◆ Supplied records:
※ ※ ※

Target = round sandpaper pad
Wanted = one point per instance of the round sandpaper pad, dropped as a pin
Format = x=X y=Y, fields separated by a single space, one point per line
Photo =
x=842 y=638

※ ※ ※

◆ Task directions: Write out all of the material above again, requests included, shifting every point coordinate in the answers by adding 33 to each number.

◆ Answer to the task:
Target = round sandpaper pad
Wanted = one point per instance of the round sandpaper pad, dropped as a pin
Format = x=X y=Y, fields separated by a single space, one point per line
Photo =
x=875 y=671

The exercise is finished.